Cancer Free Today

I’m not going to bury the lead here: as of this post, I am cancer free.

That is a hell of a thing to be able to say.

I actually started writing this on Friday with the best of intentions, but thankfully the pain meds stepped in and saved the internet from what was shaping up to be less a blog post and more a madman’s manifesto. I tried again on Saturday. That version was mostly just a chronological list of the day’s indignities—ranging from soiling myself while laying in a hospital bed wearing medical underwear (which I did not know existed, nor that I was wearing them until that moment), to arguing with nurses who were trying to follow prescriptive diabetes orders that I knew—deeply and confidently—were going to kill me unless they ignored them.

By Sunday, the post had evolved into a detailed inventory of the various medical-looking atrocities protruding from my body: a catheter, a drainage tube, and what felt like eleven IV ports. Somewhere in there it also dawned on me that I had, at that moment, three sizable holes in my body as a direct result of surgery I had just endured. At that point, I decided it was probably best to hold off on posting any of that. I’ll still tell the story—but I’ll tone it down here so I don’t gross everyone out too badly.

Here’s the short, less-horrifying synopsis.

They removed the last two feet of my large intestine, then sewed what remained together. I have no idea what that means long term, but I’m cancer free, so I’ll deal with it. They also reversed the bag—but had to put in a new one, higher up in the intestinal tract, to give everything time to heal without risking infection. This was expected, but it’s a whole new challenge. This bag is connected to the small intestine, which means everything is liquid, much more frequent, and—oddly—nearly odorless. I genuinely can’t tell yet if that’s good or bad. Either way, it’s temporary. Two months. I can manage that.

**RECORDS:**
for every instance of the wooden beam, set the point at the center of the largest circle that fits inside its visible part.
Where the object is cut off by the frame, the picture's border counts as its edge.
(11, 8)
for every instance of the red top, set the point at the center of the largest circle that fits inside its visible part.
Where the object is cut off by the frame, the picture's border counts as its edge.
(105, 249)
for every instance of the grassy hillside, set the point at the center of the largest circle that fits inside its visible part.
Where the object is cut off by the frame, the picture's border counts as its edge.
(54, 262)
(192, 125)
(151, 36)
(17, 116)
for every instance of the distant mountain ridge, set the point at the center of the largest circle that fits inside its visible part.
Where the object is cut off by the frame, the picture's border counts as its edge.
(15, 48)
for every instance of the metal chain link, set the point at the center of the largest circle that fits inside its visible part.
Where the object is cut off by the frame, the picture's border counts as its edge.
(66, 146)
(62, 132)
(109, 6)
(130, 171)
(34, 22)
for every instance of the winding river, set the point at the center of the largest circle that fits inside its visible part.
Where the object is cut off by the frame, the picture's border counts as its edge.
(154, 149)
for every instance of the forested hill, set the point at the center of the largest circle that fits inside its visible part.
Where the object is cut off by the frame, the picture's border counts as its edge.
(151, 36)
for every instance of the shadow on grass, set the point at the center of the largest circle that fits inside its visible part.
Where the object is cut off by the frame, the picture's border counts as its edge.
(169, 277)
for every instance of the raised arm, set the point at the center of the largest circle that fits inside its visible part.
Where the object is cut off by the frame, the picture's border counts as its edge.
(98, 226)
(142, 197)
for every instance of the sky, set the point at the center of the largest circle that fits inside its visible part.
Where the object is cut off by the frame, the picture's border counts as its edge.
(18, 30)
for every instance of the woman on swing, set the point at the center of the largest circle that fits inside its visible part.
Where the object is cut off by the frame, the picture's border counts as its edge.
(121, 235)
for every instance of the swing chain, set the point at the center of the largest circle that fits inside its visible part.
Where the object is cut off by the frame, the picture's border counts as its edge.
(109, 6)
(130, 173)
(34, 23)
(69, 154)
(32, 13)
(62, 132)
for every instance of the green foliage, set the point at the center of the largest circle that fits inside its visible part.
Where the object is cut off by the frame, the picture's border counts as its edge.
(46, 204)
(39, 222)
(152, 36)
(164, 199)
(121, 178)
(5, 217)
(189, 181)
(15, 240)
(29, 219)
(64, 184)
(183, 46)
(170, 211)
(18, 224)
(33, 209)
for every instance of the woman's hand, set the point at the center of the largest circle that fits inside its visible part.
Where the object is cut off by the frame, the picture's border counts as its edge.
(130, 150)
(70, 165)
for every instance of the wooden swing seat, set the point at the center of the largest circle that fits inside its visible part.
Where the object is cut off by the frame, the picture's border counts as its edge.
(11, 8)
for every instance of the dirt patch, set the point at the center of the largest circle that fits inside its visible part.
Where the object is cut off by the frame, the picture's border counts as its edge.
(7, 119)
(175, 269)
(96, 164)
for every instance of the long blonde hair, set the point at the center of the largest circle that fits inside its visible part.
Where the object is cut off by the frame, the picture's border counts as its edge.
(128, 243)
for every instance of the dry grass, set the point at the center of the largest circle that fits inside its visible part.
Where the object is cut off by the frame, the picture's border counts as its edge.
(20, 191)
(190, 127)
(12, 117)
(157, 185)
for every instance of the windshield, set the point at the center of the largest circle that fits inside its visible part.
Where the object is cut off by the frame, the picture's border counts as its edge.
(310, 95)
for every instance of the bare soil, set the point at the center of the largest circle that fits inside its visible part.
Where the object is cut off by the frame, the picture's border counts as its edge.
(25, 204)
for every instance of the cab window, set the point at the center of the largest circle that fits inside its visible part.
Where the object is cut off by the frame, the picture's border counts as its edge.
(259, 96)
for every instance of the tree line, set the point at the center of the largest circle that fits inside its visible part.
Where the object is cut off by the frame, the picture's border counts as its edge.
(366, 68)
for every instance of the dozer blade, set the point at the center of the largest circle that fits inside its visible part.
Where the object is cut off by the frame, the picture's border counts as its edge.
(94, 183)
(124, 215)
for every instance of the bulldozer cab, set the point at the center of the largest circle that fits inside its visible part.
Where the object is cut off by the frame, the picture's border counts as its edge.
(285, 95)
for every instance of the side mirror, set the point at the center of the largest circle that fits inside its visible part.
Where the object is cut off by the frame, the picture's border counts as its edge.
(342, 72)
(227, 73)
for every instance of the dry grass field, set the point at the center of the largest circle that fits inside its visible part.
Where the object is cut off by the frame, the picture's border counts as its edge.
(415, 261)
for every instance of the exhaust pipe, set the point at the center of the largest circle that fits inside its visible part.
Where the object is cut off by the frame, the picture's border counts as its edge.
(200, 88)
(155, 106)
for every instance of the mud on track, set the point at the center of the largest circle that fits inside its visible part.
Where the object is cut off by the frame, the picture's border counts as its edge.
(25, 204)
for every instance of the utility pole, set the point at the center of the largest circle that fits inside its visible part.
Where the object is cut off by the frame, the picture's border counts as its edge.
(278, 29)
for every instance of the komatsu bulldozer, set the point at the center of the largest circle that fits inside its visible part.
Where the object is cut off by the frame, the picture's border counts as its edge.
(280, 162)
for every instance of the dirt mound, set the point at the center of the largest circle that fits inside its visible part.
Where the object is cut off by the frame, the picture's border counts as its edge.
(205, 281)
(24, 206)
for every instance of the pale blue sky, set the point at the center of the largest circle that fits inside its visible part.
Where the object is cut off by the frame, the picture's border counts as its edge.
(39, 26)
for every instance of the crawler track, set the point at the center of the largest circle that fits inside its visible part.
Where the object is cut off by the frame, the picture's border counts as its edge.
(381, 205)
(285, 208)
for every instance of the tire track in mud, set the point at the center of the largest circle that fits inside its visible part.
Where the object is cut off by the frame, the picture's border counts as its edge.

**WORK TO COMPLETE:**
1. Answer these questions from the blog post about being cancer free:
(a) What did the writer not know existed until lying in the hospital bed?
(b) How many sizable holes did the writer have in their body as a direct result of the surgery?
(c) How long will the new bag stay in place?
2. In the blog post about being cancer free, list every medical item the writer describes as protruding from their body.
3. Write the next part of the blog post about being cancer free, starting after its final sentence.

**RESULTS OF THE EXERCISE:**
1.
(a) Medical underwear.
(b) Three.
(c) Two months.

2.
- A catheter
- A drainage tube
- IV ports (what felt like eleven of them)

3.
I now also have a hole where the old bag was. They used a technique meant to minimize scarring, which currently makes it look like I took a bullet to the abdomen. I mentioned the drainage tube earlier, and if you’ve never had the pleasure of having a three-foot tube pulled out of your insides, I would strongly recommend keeping it that way. That’s one of those memories that lodges itself deep in your brain and refuses to leave.

I’m home now. The pain is real—mostly from having to sit up and get out of bed—but I’m managing it largely medication free. I was warned to watch for certain risks, and I don’t want to dull pain that might actually be trying to tell me something important. All in all, it’s not too bad. Just a long road to recovery ahead.

The most surprising part of all of this didn’t really hit me until I was driving home from the hospital. It was a simple question: what now?

That question had floated through my head a few times while I lay in a brutally uncomfortable hospital bed, wrapped in a gown that made me feel far more exposed than anyone should ever feel, and it followed me all the way home. There’s a moment in Fight Club—which I think I’ve referenced before—where Brad Pitt’s character drags a convenience store clerk into an alley at gunpoint and interrogates him about why he’s let his life stall out instead of pursuing his dreams. Pitt lets him go and explains to Edward Norton that the clerk will wake up tomorrow with an appreciation for life neither of them will ever truly understand, because of the second chance he was just given.

My circumstances aren’t quite that dramatic, but the feeling is familiar. And it keeps circling back to that same question: what now?

The honest answer is that I don’t know.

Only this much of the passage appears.